- SOURCE EXTRACT
____________

Tech buying spree under scrutiny
Chief executives at big firms to testify before House panel
biggest U.S. technology companies have gone on a buying spree this year, waving off intense scrutiny from antitrust watchdogs and critics who say they’ve bolstered their power by snatching up nascent rivals.
The number of acquisitions by the five largest companies — Amazon.com, Apple, Alphabet’s Google, Facebook and Microsoft — came at the fastest pace through June since 2015, according to data compiled by Bloomberg.
Tech deals are accelerating even in the face of stepped-up antitrust scrutiny under the Trump administration. Federal officials are investigating Google, Facebook, Apple and Amazon for antitrust violations, and the Justice Department under Attorney General William Barr is expected to file a monopolization case against Google in the coming weeks. Google and Facebook are also contending with investigations by state attorneys general.
A House panel is also conducting an inquiry into the state of competition in the technology sector and the chief executives of Amazon, Facebook, Google and Apple are all scheduled to testify at a virtual hearing Wednesday.
Through June 30, the five companies announced 27 deals, according to Bloomberg data, up 29% from the same period last year, when they did 21 deals.
Amazon said its deal volume as a percentage of revenue is low compared to that of many other companies and noted that it’s primarily expanding the business internally, rather than through acquisitions. Spokespeople for the other companies declined to comment.
The speeding up of tech deals could give ammunition
to economists, lawyers and lawmakers who warn that the tech companies have used their abundant cash to gain leverage over existing competitors and increase already high market shares.
“Until there’s some enforcement in this area, companies are likely to think they can get away with it, and if they can get away it, they’re likely to try,” said New York University law professor Scott Hemphill, who has written about deals that eliminate emerging competitors.
CONCERNS FOR STARTUPS
An even bigger worry is that the tech companies are potentially choking off competition by acquiring firms that, while small, could one day emerge as robust rivals. After all, the tech giants were all startups once.
This year’s transactions include Facebook’s $400 million purchase of Giphy, a library of video clips and animated images; Amazon’s pending bid for autonomous vehicle startup Zoox; and Apple’s acquisition of weather app Dark Sky.
Values weren’t disclosed in most cases, making it impossible to know precisely how much money the companies are spending. Amazon, for example, agreed to pay more than $1 billion for Zoox, according to digital media company The Information, but didn’t disclose terms to investors.
“Their regular practice is to vacuum up everybody in their space that could have emerged as a rival or may have been an alternative in some fashion,” said Northeastern University economist John Kwoka, who studies merger enforcement.

____________

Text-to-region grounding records
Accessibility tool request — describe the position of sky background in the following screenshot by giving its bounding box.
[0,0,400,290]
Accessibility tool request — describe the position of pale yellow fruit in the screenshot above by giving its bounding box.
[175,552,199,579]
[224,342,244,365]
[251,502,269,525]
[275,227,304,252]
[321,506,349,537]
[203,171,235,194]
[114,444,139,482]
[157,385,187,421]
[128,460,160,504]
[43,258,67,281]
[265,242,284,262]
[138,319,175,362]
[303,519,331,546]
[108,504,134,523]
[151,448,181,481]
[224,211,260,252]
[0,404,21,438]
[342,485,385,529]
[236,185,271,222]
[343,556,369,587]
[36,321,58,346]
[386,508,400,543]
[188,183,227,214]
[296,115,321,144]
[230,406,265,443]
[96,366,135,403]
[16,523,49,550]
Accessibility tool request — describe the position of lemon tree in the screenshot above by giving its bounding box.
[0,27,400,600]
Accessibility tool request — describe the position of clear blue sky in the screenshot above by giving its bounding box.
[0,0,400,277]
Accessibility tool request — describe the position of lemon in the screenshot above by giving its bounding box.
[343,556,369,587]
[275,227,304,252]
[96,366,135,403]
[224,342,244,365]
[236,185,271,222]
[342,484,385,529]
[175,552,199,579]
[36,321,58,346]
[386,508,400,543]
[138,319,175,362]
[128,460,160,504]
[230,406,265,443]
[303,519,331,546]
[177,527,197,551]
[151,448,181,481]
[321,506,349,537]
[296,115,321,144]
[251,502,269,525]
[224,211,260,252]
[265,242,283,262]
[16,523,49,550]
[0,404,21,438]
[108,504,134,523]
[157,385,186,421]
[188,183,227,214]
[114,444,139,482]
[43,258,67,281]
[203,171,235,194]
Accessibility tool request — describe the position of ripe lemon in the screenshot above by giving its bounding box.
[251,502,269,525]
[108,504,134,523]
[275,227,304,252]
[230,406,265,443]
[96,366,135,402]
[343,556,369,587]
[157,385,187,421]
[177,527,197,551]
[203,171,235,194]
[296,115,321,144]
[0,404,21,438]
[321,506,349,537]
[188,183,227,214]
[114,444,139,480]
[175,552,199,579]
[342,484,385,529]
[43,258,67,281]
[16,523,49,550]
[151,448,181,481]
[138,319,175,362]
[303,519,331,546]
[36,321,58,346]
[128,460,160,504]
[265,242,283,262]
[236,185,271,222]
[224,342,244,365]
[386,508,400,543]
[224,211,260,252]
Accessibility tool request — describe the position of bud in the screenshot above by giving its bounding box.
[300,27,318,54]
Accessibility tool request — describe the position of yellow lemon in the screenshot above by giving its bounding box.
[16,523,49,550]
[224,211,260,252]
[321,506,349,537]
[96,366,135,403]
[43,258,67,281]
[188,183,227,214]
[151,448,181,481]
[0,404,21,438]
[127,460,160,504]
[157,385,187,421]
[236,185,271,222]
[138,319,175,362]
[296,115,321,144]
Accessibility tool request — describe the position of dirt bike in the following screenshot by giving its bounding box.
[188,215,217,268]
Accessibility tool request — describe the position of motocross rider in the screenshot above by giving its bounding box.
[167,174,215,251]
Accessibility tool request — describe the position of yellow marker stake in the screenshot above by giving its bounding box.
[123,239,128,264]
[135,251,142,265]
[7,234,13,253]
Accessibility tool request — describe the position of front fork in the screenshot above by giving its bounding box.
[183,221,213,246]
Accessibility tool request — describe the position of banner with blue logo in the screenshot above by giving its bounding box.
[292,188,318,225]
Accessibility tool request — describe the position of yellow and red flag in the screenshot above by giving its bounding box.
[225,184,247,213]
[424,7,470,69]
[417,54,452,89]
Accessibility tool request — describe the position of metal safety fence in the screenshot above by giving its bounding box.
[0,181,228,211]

____________

According to the article on tech acquisitions, why is it impossible to know precisely how much money the companies are spending on deals? Answer in one to three sentences. The records are separate material and have nothing to do with the article on tech acquisitions.

The values of the deals weren't disclosed in most cases. For example, Amazon agreed to pay more than $1 billion for Zoox, according to The Information, but didn't disclose the terms to investors.